▸ Short problem:
Quote all of the entries word for word.

[Object location annotation data]
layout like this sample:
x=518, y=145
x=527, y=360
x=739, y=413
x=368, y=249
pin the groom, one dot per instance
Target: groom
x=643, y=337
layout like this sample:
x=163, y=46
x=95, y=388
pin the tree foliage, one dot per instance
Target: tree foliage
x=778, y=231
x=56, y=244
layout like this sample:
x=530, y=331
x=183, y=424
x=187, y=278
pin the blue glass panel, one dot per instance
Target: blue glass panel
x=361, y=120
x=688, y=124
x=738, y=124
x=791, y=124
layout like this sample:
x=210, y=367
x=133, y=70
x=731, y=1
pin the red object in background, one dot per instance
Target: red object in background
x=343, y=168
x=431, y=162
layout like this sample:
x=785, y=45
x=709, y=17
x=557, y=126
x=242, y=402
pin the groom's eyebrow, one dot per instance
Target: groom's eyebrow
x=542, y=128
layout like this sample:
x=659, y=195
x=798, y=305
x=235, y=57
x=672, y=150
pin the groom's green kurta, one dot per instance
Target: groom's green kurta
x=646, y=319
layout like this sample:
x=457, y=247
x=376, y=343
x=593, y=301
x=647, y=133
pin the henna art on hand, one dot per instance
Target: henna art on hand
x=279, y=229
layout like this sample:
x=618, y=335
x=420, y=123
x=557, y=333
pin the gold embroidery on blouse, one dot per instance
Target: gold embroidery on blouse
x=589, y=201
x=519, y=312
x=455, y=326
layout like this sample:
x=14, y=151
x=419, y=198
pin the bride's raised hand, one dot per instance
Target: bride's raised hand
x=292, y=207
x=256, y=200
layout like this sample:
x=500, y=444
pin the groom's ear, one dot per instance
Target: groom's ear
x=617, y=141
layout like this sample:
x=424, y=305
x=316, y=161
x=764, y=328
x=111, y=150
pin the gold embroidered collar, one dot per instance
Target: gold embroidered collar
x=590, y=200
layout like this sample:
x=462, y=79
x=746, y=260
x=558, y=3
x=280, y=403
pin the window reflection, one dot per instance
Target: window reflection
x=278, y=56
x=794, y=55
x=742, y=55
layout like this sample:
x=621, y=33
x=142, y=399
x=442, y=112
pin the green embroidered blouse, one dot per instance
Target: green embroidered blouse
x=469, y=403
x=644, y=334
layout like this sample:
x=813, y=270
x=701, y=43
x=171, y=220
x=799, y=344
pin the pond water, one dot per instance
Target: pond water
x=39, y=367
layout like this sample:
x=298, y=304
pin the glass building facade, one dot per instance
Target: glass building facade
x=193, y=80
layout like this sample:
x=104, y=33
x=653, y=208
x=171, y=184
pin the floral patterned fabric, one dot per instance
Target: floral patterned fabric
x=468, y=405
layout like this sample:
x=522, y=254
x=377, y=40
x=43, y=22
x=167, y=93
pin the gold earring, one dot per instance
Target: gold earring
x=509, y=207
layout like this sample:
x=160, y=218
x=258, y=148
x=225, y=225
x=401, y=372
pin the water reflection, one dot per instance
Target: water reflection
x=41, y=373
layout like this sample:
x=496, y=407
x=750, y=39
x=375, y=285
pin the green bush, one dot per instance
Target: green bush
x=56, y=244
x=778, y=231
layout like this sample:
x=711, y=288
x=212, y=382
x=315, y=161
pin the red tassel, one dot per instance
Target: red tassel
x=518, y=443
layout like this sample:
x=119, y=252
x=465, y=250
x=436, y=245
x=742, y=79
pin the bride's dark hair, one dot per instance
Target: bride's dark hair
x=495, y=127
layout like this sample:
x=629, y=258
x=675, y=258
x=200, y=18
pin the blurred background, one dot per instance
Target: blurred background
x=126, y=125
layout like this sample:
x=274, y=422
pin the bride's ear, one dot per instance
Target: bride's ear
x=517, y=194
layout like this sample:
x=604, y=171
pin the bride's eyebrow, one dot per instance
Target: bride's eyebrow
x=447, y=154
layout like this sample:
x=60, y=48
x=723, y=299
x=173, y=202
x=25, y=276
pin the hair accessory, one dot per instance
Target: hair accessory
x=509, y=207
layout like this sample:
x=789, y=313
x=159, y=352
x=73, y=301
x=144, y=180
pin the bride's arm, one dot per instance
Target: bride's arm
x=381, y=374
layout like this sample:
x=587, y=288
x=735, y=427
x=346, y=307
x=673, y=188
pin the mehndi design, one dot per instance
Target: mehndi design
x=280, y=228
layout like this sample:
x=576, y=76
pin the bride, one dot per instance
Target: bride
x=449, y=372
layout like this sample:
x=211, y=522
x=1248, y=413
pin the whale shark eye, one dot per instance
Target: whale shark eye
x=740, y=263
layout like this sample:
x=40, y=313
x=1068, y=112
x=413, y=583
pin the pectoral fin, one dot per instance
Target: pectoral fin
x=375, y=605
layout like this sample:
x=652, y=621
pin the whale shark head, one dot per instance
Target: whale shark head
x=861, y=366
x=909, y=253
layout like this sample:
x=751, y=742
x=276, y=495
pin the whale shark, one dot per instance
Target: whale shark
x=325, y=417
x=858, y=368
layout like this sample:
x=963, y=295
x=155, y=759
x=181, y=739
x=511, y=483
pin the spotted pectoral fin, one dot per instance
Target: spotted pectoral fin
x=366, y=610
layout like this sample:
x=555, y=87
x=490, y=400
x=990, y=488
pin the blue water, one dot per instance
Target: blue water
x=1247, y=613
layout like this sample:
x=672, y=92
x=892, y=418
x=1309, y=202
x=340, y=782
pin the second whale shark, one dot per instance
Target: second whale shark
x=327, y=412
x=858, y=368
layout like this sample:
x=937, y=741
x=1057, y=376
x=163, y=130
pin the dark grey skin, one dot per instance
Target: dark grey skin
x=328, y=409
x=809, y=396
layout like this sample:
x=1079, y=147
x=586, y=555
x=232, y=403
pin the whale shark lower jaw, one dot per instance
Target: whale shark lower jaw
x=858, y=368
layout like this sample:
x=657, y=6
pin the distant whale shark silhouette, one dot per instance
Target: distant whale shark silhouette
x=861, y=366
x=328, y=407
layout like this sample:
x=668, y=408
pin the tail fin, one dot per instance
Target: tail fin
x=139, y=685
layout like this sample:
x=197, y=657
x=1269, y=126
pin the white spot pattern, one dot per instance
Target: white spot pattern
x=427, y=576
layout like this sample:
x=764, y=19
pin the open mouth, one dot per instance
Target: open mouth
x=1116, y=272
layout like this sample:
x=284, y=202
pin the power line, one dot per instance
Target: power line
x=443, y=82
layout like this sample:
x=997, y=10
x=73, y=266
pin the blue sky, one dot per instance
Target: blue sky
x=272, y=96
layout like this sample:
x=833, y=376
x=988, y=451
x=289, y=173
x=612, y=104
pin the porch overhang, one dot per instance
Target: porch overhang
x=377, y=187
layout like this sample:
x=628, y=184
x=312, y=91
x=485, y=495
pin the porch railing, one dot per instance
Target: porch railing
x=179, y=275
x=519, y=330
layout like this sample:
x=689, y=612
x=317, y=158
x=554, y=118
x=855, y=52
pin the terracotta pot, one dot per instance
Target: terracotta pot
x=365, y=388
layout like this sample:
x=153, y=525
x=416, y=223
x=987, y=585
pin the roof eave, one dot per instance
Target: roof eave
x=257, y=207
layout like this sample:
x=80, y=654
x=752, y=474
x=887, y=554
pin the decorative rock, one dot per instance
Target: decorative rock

▸ The completed task:
layout like this sample:
x=518, y=145
x=527, y=360
x=739, y=413
x=368, y=249
pin the groom, one dot per instance
Target: groom
x=643, y=337
layout like this sample:
x=163, y=46
x=95, y=388
pin the tree foliage, one dot per instance
Target: tree foliage
x=778, y=231
x=56, y=244
layout like this sample:
x=530, y=331
x=183, y=424
x=187, y=278
pin the blue glass panel, one dot per instance
Target: blue glass panel
x=361, y=120
x=688, y=124
x=738, y=124
x=791, y=124
layout like this sample:
x=210, y=367
x=133, y=70
x=731, y=1
pin the red object in background, one dot per instance
Target: red object in background
x=343, y=168
x=431, y=162
layout like this sample:
x=785, y=45
x=709, y=17
x=557, y=126
x=242, y=402
pin the groom's eyebrow, one dot per instance
Target: groom's eyebrow
x=542, y=128
layout like this sample:
x=659, y=195
x=798, y=305
x=235, y=57
x=672, y=150
pin the groom's green kurta, one dot per instance
Target: groom's green kurta
x=646, y=319
layout like this sample:
x=457, y=247
x=376, y=343
x=593, y=301
x=647, y=133
pin the henna art on hand, one dot per instance
Target: henna art on hand
x=279, y=229
layout like this sample:
x=618, y=335
x=420, y=123
x=557, y=333
pin the gold embroidery on blouse, one dot per instance
Target: gold embroidery on blouse
x=589, y=201
x=519, y=312
x=455, y=326
layout like this sample:
x=14, y=151
x=419, y=198
pin the bride's raised hand, one dot per instance
Target: bride's raised hand
x=292, y=207
x=256, y=200
layout like this sample:
x=500, y=444
pin the groom's ear, one dot per instance
Target: groom's ear
x=617, y=141
layout like this sample:
x=424, y=305
x=316, y=161
x=764, y=328
x=111, y=150
pin the gold embroidered collar, one dot per instance
Target: gold embroidered collar
x=590, y=200
layout like this sample:
x=462, y=79
x=746, y=260
x=558, y=3
x=280, y=403
pin the window reflection, one dot per instance
Target: window reflection
x=278, y=56
x=794, y=55
x=742, y=55
layout like this sample:
x=621, y=33
x=142, y=399
x=442, y=112
pin the green embroidered blouse, one dot per instance
Target: green embroidered blouse
x=469, y=403
x=644, y=334
layout like this sample:
x=813, y=270
x=701, y=43
x=171, y=220
x=799, y=344
pin the pond water, one dot per instance
Target: pond water
x=39, y=367
layout like this sample:
x=298, y=304
pin the glass building facade, one dot per instance
Target: glass building facade
x=193, y=80
layout like this sample:
x=104, y=33
x=653, y=208
x=171, y=184
pin the floral patterned fabric, one dot per instance
Target: floral patterned fabric
x=468, y=405
layout like this sample:
x=522, y=254
x=377, y=40
x=43, y=22
x=167, y=93
pin the gold earring, one dot per instance
Target: gold earring
x=509, y=207
layout like this sample:
x=160, y=218
x=258, y=148
x=225, y=225
x=401, y=372
pin the water reflection, one dot per instance
Target: water reflection
x=41, y=373
layout like this sample:
x=496, y=407
x=750, y=39
x=375, y=285
pin the green bush, one dot per instance
Target: green bush
x=56, y=244
x=778, y=231
layout like this sample:
x=711, y=288
x=212, y=382
x=315, y=161
pin the red tassel, one dot per instance
Target: red tassel
x=518, y=443
layout like this sample:
x=119, y=252
x=465, y=250
x=436, y=245
x=742, y=79
pin the bride's dark hair, one dot per instance
Target: bride's dark hair
x=495, y=127
layout like this sample:
x=629, y=258
x=675, y=258
x=200, y=18
pin the blurred background, one dot per instance
Target: blurred background
x=126, y=125
layout like this sample:
x=274, y=422
pin the bride's ear, one dot per instance
Target: bride's ear
x=517, y=194
layout like this sample:
x=604, y=171
pin the bride's eyebrow, one dot per instance
Target: bride's eyebrow
x=447, y=154
layout like this sample:
x=60, y=48
x=723, y=299
x=173, y=202
x=25, y=276
pin the hair accessory, one dot per instance
Target: hair accessory
x=509, y=207
layout like this sample:
x=789, y=313
x=159, y=352
x=73, y=301
x=144, y=180
pin the bride's arm, one dot per instance
Target: bride's arm
x=381, y=374
layout like this sample:
x=587, y=288
x=735, y=427
x=346, y=307
x=673, y=188
pin the mehndi design, one dot per instance
Target: mehndi design
x=280, y=228
layout like this sample:
x=576, y=76
pin the bride, one dot per instance
Target: bride
x=449, y=372
layout like this sample:
x=211, y=522
x=1248, y=413
pin the whale shark eye, one dot per instance
Target: whale shark eye
x=740, y=263
layout like this sample:
x=40, y=313
x=1068, y=112
x=413, y=583
pin the pectoral fin, one dot per instance
Target: pectoral fin
x=375, y=605
layout like this sample:
x=652, y=621
pin the whale shark head, one dot per instance
Target: whale shark head
x=861, y=366
x=909, y=253
layout like this sample:
x=751, y=742
x=276, y=495
pin the whale shark, one dot per instance
Target: whale shark
x=325, y=417
x=858, y=368
layout like this sample:
x=963, y=295
x=155, y=759
x=181, y=739
x=511, y=483
pin the spotted pectoral fin, one dot per instance
Target: spotted pectoral fin
x=366, y=610
layout like this sample:
x=555, y=87
x=490, y=400
x=990, y=488
pin the blue water, one dot per instance
Target: blue water
x=1247, y=613
layout like this sample:
x=672, y=92
x=892, y=418
x=1309, y=202
x=340, y=782
pin the second whale shark, one dot per instance
Target: second whale shark
x=327, y=412
x=858, y=368
layout like this sample:
x=937, y=741
x=1057, y=376
x=163, y=130
pin the dark grey skin, one dot per instance
Target: dark grey skin
x=328, y=409
x=809, y=396
layout like this sample:
x=1079, y=147
x=586, y=555
x=232, y=403
pin the whale shark lower jaw, one dot per instance
Target: whale shark lower jaw
x=858, y=368
layout like this sample:
x=657, y=6
pin the distant whale shark silhouette, one dot per instance
Target: distant whale shark silhouette
x=861, y=366
x=328, y=407
layout like this sample:
x=668, y=408
pin the tail fin, one dot per instance
Target: tail fin
x=139, y=685
layout like this sample:
x=197, y=657
x=1269, y=126
pin the white spot pattern, one dot per instance
Target: white spot pattern
x=427, y=576
layout like this sample:
x=764, y=19
pin the open mouth, one dot per instance
Target: open mouth
x=1116, y=272
layout like this sample:
x=284, y=202
pin the power line, one dot per instance
Target: power line
x=443, y=82
layout like this sample:
x=997, y=10
x=73, y=266
pin the blue sky, one dot per instance
Target: blue sky
x=272, y=96
layout like this sample:
x=833, y=376
x=988, y=451
x=289, y=173
x=612, y=104
pin the porch overhang, one dot per instance
Target: porch overhang
x=377, y=187
layout like this sample:
x=628, y=184
x=312, y=91
x=485, y=495
pin the porch railing, one dot per instance
Target: porch railing
x=179, y=275
x=519, y=330
layout like this sample:
x=689, y=612
x=317, y=158
x=554, y=118
x=855, y=52
pin the terracotta pot, one dot per instance
Target: terracotta pot
x=365, y=388
layout like this sample:
x=153, y=525
x=416, y=223
x=987, y=585
pin the roof eave, one dot per instance
Target: roof eave
x=257, y=207
layout like this sample:
x=80, y=654
x=752, y=474
x=887, y=554
pin the decorative rock, one dot per instance
Target: decorative rock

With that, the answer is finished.